**The exercise:**
Rewrite everything from the start of the rows down to the line containing "[[116, 142, 155, 154]]" as a two-column CSV headed input and output, one CSV line per row, with each row's text and its answer in their own quoted fields and any line breaks turned into spaces. Leave the pictures out.

**Exercise input:**
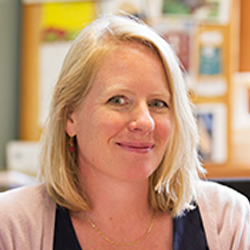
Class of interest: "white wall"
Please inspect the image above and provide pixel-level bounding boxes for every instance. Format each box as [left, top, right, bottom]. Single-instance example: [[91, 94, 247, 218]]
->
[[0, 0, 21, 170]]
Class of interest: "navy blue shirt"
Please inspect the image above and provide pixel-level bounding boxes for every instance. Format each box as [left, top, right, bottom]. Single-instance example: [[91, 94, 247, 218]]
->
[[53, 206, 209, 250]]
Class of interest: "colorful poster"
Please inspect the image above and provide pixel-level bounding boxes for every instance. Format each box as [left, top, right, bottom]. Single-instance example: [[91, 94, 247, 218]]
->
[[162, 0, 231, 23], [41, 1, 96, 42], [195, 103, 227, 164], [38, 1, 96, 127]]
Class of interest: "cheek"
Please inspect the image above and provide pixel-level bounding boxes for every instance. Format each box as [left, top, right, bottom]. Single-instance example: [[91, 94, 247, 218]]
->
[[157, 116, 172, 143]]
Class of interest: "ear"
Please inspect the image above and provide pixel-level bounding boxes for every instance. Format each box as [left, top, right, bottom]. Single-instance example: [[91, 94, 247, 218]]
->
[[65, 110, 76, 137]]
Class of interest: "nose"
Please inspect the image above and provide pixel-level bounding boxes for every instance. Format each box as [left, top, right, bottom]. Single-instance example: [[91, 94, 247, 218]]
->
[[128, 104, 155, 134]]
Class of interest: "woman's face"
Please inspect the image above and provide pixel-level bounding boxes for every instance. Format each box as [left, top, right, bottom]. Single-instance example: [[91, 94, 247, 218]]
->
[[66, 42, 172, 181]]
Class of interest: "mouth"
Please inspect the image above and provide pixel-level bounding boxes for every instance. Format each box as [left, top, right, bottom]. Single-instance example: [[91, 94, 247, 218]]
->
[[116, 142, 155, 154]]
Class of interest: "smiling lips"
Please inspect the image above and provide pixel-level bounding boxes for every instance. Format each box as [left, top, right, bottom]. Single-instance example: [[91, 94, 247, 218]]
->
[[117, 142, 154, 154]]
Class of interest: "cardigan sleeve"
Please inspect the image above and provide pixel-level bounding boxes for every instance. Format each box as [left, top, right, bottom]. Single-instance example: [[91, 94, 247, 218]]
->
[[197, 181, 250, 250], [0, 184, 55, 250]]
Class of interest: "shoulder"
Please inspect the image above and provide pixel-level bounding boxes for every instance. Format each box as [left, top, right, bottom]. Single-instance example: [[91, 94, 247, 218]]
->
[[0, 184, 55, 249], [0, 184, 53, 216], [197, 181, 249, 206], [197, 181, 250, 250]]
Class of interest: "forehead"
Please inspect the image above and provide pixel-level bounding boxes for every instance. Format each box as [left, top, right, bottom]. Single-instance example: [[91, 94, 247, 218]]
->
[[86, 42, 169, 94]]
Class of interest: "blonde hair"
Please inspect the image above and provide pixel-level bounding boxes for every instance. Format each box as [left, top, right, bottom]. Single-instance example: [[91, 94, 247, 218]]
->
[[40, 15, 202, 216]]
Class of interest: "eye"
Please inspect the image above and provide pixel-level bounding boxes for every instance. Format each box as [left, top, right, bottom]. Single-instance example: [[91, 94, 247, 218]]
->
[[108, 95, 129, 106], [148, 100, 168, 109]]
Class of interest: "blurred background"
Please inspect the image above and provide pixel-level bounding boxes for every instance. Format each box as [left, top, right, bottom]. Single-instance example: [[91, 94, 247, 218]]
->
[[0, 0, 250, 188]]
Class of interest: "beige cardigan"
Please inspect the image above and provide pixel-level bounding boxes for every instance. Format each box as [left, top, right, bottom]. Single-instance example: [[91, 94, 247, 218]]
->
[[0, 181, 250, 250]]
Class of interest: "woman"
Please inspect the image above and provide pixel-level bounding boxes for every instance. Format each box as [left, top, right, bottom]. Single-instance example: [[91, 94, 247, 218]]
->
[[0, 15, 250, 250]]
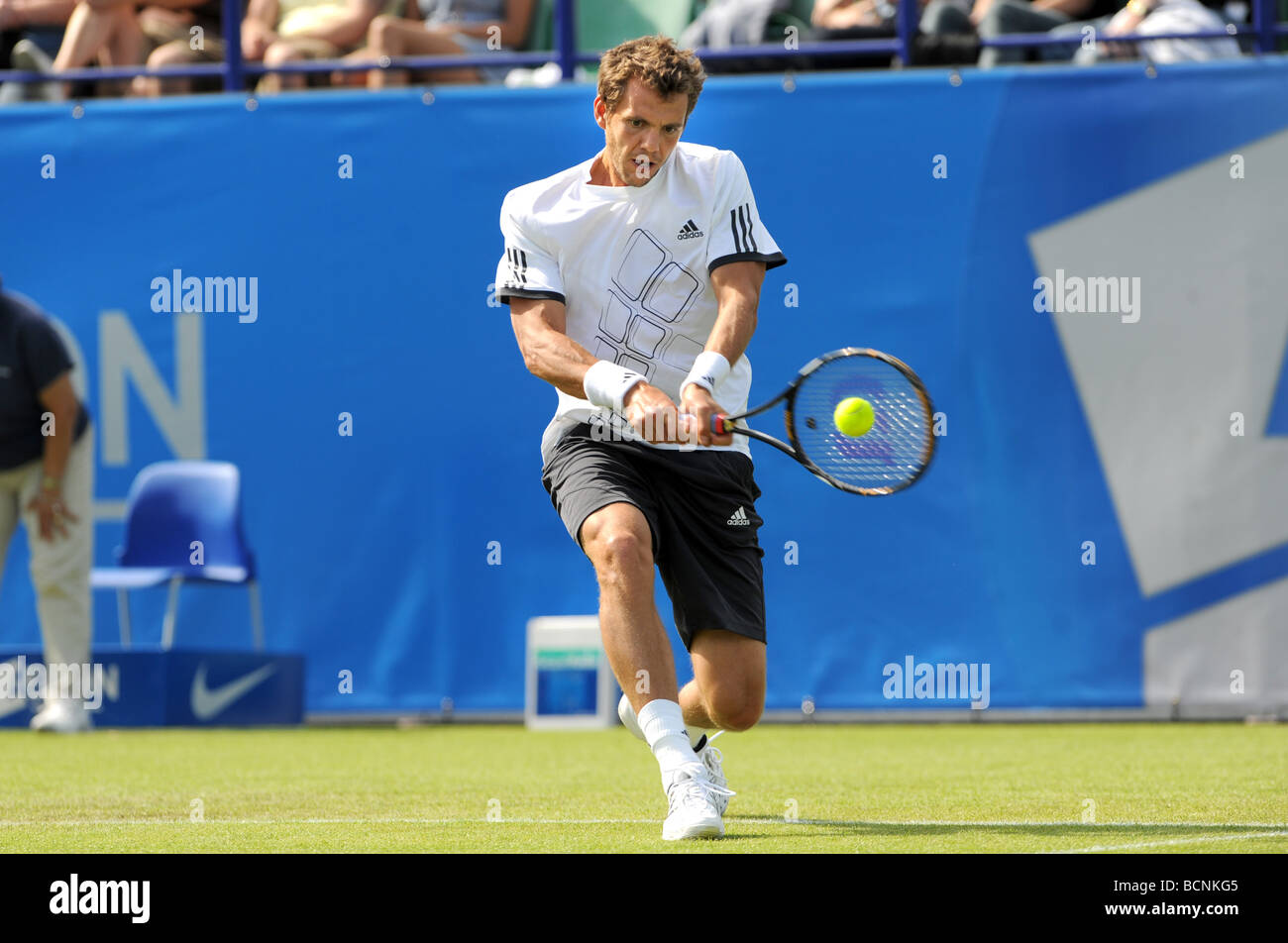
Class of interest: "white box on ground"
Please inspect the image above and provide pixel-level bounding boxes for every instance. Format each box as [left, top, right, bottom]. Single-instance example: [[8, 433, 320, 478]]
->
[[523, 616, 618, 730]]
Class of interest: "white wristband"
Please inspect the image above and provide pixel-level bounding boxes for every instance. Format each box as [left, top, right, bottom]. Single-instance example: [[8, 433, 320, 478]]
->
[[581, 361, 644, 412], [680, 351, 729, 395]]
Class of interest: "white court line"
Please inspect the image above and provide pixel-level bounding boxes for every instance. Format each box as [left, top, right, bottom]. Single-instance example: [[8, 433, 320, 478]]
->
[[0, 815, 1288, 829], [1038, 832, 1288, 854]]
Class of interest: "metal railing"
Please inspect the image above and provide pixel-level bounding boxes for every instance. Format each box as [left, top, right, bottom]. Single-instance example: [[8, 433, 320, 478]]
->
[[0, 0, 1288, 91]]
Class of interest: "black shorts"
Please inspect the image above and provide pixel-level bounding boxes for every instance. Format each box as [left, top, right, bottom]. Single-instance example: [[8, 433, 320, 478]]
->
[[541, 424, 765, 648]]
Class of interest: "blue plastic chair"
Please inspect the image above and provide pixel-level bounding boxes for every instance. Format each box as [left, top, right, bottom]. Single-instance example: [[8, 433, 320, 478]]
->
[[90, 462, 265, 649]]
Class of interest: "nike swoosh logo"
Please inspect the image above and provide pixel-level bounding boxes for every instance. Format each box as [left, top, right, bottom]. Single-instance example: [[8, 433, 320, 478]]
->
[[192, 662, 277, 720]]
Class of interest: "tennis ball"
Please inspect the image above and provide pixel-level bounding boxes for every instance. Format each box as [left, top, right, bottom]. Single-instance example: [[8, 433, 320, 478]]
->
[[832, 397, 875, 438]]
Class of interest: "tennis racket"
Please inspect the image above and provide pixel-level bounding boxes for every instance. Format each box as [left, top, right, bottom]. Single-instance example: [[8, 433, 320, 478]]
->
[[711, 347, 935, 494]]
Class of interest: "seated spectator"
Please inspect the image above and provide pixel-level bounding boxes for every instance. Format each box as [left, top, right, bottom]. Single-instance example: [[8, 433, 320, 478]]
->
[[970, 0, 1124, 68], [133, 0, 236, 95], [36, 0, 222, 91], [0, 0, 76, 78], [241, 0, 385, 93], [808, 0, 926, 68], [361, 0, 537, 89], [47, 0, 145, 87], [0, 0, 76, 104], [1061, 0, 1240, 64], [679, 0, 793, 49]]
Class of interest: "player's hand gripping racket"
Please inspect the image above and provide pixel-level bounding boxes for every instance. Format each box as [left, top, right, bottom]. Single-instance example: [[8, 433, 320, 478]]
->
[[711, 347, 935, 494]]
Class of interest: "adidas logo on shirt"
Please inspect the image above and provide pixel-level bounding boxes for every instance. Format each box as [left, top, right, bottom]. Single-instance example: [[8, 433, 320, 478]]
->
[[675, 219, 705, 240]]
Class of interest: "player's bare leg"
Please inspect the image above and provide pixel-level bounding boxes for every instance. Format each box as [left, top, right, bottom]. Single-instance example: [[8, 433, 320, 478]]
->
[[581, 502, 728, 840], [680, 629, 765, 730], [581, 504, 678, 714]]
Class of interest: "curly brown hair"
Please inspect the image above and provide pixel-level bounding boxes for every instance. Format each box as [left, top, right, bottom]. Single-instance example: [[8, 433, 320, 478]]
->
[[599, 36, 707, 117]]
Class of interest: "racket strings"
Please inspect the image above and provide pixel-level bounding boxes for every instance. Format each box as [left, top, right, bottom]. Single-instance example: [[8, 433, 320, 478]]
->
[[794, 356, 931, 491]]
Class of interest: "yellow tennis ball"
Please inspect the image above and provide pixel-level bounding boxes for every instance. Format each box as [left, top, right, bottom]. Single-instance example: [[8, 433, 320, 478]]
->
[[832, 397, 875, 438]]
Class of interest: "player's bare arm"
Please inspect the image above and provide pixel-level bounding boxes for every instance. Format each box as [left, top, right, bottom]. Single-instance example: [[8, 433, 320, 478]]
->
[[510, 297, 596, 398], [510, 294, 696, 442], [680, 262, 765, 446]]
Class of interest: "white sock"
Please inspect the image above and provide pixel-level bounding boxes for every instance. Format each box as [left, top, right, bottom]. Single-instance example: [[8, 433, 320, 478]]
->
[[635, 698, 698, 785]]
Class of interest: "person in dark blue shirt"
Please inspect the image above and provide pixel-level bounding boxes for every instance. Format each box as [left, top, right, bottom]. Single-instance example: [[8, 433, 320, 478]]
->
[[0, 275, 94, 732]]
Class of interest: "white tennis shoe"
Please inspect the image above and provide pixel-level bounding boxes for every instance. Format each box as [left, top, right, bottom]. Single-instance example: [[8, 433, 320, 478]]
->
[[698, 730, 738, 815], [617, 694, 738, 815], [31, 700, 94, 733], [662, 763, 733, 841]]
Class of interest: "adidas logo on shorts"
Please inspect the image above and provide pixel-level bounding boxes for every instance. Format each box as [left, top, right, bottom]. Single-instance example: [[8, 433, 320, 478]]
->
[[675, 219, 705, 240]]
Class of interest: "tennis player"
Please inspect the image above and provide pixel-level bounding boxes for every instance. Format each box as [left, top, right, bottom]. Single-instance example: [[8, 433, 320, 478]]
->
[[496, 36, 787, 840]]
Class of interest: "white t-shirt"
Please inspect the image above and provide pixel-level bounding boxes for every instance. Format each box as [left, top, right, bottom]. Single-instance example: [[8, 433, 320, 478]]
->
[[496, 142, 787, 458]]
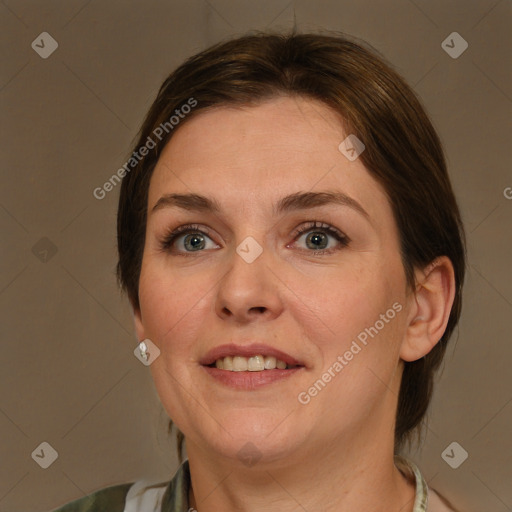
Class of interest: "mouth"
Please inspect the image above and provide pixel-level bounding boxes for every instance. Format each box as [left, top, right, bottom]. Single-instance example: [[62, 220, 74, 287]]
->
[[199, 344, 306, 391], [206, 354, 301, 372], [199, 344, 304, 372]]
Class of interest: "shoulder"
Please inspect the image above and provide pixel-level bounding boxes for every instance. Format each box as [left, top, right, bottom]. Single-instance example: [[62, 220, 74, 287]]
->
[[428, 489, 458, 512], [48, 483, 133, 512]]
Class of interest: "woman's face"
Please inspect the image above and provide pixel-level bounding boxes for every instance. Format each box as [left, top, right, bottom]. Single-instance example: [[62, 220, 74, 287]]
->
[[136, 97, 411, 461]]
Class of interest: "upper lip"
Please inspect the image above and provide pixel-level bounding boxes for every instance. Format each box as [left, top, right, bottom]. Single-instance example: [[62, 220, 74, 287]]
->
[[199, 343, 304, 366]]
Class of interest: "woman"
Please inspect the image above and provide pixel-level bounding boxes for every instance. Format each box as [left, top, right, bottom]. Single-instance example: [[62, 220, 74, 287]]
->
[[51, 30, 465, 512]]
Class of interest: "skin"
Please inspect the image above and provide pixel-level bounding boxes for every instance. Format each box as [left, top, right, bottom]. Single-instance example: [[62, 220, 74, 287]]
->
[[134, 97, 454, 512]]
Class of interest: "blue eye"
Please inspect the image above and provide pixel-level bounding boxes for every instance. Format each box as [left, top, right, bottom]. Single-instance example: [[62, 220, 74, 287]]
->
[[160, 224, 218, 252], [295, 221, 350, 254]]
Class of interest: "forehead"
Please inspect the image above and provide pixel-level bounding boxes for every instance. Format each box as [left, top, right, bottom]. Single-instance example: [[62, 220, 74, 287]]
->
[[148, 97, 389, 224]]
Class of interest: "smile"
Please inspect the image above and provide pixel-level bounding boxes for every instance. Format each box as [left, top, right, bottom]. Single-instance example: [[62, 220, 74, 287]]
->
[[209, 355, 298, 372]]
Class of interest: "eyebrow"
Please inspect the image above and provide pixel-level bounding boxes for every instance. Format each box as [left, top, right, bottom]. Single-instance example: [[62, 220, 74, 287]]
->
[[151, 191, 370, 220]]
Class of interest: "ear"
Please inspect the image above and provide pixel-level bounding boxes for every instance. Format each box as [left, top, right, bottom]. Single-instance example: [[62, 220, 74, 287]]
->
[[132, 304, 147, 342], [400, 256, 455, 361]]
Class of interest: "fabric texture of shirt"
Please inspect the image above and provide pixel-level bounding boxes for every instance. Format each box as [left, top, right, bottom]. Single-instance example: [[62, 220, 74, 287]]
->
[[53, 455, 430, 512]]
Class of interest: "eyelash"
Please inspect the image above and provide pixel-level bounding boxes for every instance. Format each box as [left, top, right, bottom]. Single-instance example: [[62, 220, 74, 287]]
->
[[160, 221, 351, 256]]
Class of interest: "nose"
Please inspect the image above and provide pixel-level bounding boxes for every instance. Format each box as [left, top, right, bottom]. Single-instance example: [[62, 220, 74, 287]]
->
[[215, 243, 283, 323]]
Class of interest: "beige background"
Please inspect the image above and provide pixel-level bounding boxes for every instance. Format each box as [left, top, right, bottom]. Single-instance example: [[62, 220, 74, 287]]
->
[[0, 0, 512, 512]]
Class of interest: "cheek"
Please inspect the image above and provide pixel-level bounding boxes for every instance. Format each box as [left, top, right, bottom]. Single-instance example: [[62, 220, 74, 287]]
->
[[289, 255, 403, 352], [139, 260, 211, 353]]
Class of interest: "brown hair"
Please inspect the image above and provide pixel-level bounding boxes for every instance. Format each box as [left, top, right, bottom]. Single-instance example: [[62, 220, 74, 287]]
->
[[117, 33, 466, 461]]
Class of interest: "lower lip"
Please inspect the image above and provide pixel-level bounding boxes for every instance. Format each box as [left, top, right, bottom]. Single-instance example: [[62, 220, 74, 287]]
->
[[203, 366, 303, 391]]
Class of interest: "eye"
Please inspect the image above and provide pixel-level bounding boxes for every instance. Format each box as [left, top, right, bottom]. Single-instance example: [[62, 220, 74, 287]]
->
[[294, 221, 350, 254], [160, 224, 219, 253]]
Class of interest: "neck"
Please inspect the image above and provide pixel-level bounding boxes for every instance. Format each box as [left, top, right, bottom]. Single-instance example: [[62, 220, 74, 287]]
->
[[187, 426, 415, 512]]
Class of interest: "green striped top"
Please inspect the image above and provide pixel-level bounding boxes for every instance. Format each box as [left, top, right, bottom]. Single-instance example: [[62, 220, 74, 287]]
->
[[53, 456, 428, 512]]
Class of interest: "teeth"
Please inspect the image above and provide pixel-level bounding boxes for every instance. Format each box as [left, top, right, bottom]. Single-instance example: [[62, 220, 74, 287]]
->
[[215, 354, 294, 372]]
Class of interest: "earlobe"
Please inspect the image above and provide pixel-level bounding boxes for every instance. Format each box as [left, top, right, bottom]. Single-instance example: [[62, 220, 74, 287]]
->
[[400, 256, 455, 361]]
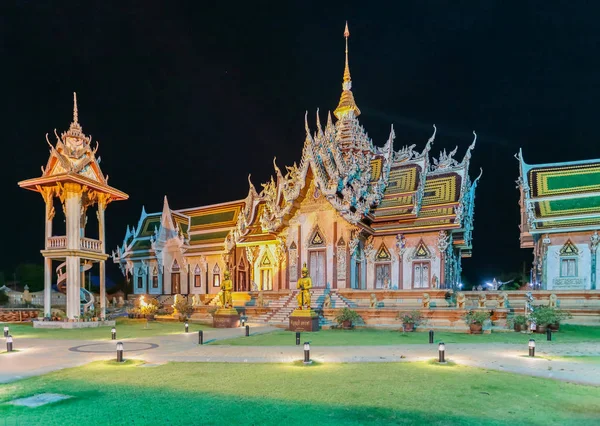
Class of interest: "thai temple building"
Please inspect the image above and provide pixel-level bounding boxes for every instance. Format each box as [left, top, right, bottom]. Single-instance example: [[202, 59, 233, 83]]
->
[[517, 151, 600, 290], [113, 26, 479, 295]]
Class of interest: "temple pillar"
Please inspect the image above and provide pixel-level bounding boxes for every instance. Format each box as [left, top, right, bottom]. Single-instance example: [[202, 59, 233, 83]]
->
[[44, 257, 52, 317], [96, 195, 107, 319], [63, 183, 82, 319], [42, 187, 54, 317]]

**The result:**
input,output
"Class of interest: ""white wall"" Please inspect the image above and provide pixel-level bounding boxes for every instance. Format each box as [left, top, right, bottom]. Single-instance example: [[91, 94, 247, 218]] ->","[[0, 0, 21, 170]]"
"Class of interest: ""navy blue shirt"" Please inspect the image above and provide pixel-level bounding boxes for every instance. Format each box as [left, top, right, bottom]. Single-instance example: [[91, 94, 247, 218]] ->","[[53, 206, 209, 250]]"
"Class of interest: ""colorful poster"" Please inspect the image above and provide pixel-level bounding boxes for every instance. Format each box as [left, top, right, bottom]. Single-instance example: [[91, 94, 247, 218]] ->","[[162, 0, 231, 23], [41, 1, 96, 42], [195, 103, 227, 164], [38, 1, 96, 127]]"
"Class of interest: ""cheek"" Please inspect the image above and provide pixel-level bounding boxes for every instance. Format each box as [left, top, right, bottom]. Single-instance example: [[91, 94, 247, 218]] ->","[[157, 116, 172, 143]]"
"Class of interest: ""ear"" Please inspect the image above and provide pixel-level bounding boxes for every instance. Format each box as [left, top, right, bottom]. Single-instance example: [[91, 94, 247, 218]] ->","[[65, 110, 76, 137]]"
"Class of interest: ""nose"" Please inspect the image above and provide pixel-level bounding boxes for every instance. Format each box as [left, top, right, bottom]. Single-instance example: [[91, 94, 247, 218]] ->","[[128, 104, 155, 134]]"
"Class of interest: ""woman's face"" Please inspect the image above and provide pixel-level bounding boxes for every instance. Format each box as [left, top, right, bottom]. Single-instance example: [[91, 94, 247, 218]] ->","[[66, 42, 172, 181]]"
"Class of interest: ""mouth"" Please inspect the image above and provide pixel-level bounding boxes for every instance. Format each box as [left, top, right, bottom]. Single-instance example: [[91, 94, 247, 218]] ->","[[116, 142, 155, 154]]"